**PROMPT 1:**
Decide whether each statement below agrees with the relay testing post. Answer yes or no for each, and quote the exact words from the post that decide it.
(a) The author's first job was running the ductor leads for a switchgear contact resistance test.
(b) The author began their career as a relay tester.
(c) The author's first testing company bought the latest and greatest equipment.

• Home
  • /
  • Blog
  • /
  • How to Test Protective Relays Correctly

How to Test Protective Relays Correctly

Usually I try to keep my posts as simple and practical as possible.  This post is a little different because I will discuss how I approach all relay testing. Skip this one if you are looking for relay testing steps for a specific element, or skip ahead to the “How Should You Test Protective Relays Treatise” section if you don’t want the background.

Why I Wrote This Post

I was writing the next impedance relay testing post when I realized that a large part of it was going to be about the “right” way to test relays. I’ll just end up writing it over and over again in every post because these principles apply to all relays, so I figured that I should just write it down once to get it out of my system… and then link to it in all future posts.

Background

I didn’t start my career as a relay tester.  I started in a full-service, high-voltage testing company. My first job was running the ductor leads for a switchgear contact resistance test. I was very lucky because the company I worked for didn’t just teach the right button sequence to get a successful test; they wanted me to understand the principles behind contact resistance before we looked at the test-set controls, including:
  • Why I was performing the test.
  • What the test was measuring.
  • How the test-set was measuring it.
  • How to connect my leads to get accurate results.
  • What a good test result looks like.
  • How to troubleshoot problems.
I don’t know if this was on purpose, but understanding these basic principles about a contact resistance test meant that it didn’t matter which test-set they sent me out with; I knew what I wanted and it was just a matter of figuring out which buttons to push to produce and measure the signals I needed. If the test-set broke down, I could find anything that produced DC current with a meter that could measure DC voltage, and I was back in business. One of the most common complaints I get from students is something like, “We don’t test relays every day, so it’s hard…” I find this one difficult to understand because you could put me in any high-voltage electrical testing environment today and I could get the job done; even though I haven’t tested anything other than relays in nearly a decade. This isn’t bragging.  I don’t think I’m special. I know plenty of test managers who are in the same boat as I am. I think it has more to do with my approach to testing. Our modern over-reliance on automation is the biggest problem. I wrote a rant in The Relay Testing Handbook: Principles and Practice against automation in all forms, but I’ve changed my thinking quite a bit since then. I think I got lucky again with that first testing company.  They were too cheap to buy the latest and greatest equipment, but forward thinking enough not to rely on carbon piles, lantern batteries, and multi-meters. We had to:
  • make the right connections,
  • run the test manually,
  • understand what the results meant, and
  • make sure they were correct.

**DATA LISTING:**
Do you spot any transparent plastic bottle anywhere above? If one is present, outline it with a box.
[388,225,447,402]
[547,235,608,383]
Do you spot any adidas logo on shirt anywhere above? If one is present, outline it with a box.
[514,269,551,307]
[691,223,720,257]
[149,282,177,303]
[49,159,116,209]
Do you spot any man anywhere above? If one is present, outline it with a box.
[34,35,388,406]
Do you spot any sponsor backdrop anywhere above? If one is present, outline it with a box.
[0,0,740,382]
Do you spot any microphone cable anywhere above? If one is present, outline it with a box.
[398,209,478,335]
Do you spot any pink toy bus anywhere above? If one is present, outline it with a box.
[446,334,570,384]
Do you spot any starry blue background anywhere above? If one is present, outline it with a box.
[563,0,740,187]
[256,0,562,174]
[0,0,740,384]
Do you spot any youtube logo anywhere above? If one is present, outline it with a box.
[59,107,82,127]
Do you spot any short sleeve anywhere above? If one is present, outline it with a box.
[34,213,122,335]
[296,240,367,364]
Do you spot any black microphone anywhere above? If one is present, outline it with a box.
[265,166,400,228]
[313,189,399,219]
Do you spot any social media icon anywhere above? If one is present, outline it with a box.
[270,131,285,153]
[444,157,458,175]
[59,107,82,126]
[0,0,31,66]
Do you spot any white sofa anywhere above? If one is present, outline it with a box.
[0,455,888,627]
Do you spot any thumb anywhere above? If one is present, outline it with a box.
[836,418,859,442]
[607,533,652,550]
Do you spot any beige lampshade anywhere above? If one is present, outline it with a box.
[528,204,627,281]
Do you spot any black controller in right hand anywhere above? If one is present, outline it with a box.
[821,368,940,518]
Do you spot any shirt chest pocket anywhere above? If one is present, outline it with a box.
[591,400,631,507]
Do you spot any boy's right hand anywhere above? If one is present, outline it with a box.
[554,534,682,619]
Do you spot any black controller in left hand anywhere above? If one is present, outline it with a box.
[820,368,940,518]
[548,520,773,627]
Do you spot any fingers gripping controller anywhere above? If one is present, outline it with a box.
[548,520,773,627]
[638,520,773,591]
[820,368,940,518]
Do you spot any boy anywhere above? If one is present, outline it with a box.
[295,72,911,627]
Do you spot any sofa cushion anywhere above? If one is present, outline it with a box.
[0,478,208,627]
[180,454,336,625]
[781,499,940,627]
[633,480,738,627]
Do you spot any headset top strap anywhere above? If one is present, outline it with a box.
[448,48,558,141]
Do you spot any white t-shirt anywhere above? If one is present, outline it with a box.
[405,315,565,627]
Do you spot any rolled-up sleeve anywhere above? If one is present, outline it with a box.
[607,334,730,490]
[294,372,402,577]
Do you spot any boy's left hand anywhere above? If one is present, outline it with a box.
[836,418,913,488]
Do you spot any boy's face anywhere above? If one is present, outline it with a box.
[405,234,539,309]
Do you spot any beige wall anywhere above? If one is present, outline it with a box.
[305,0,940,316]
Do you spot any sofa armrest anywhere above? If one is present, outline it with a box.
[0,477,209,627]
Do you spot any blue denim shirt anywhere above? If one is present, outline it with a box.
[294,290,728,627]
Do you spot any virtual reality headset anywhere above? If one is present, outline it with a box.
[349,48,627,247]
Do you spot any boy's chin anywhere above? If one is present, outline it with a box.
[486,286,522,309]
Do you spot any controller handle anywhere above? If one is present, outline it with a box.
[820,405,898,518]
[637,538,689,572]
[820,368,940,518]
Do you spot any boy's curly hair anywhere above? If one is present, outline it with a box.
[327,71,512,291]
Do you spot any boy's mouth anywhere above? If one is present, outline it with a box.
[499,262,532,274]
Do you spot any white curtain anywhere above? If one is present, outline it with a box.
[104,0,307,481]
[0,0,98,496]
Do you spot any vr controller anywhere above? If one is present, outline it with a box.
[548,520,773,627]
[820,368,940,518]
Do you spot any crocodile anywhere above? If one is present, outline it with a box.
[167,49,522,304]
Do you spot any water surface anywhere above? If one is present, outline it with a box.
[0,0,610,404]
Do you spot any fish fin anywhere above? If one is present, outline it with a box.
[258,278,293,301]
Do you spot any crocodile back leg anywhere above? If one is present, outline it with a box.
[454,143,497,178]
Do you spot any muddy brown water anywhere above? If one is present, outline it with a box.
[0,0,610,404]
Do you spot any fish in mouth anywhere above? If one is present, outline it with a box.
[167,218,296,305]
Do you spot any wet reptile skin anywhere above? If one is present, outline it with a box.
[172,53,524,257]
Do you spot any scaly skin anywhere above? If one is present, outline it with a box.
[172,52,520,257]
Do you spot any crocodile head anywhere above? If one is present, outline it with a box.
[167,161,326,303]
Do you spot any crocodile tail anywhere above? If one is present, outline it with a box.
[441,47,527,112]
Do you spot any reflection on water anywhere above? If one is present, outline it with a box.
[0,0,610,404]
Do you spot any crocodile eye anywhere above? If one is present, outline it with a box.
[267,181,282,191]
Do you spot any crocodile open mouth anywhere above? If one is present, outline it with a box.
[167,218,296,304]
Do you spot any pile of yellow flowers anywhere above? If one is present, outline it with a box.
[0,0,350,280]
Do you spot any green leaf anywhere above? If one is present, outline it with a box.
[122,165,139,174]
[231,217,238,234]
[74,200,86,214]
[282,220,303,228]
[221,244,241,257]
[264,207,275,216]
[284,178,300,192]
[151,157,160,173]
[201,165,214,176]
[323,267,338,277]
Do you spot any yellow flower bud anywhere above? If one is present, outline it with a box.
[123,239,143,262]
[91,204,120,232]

**PROMPT 2:**
Copy the lines of the records verbatim, starting at the line with "Do you spot any man" and continuing up to and including the line with "[0,455,888,627]".

**WORKED SOLUTION 1:**
(a) Yes: "My first job was running the ductor leads for a switchgear contact resistance test."
(b) No: "I didn’t start my career as a relay tester."
(c) No: "They were too cheap to buy the latest and greatest equipment"

**WORKED SOLUTION 2:**
Do you spot any man anywhere above? If one is present, outline it with a box.
[34,35,388,406]
Do you spot any sponsor backdrop anywhere above? If one is present, outline it with a box.
[0,0,740,382]
Do you spot any microphone cable anywhere above? If one is present, outline it with a box.
[398,209,478,335]
Do you spot any pink toy bus anywhere above? If one is present, outline it with a box.
[446,334,570,384]
Do you spot any starry blue background anywhere above? If one is present, outline it with a box.
[563,0,740,187]
[256,0,562,174]
[0,0,740,384]
Do you spot any youtube logo anywhere above? If one is present, outline it with a box.
[59,107,82,127]
Do you spot any short sleeve anywhere above? If one is present, outline it with a box.
[34,213,122,335]
[296,240,367,364]
Do you spot any black microphone anywhere above? If one is present, outline it with a box.
[265,166,400,228]
[313,189,399,219]
Do you spot any social media icon anywhere above? If one is present, outline it with a box.
[270,131,285,153]
[444,157,458,175]
[59,107,82,126]
[0,0,31,66]
Do you spot any white sofa anywhere above? If one is present, outline it with a box.
[0,455,888,627]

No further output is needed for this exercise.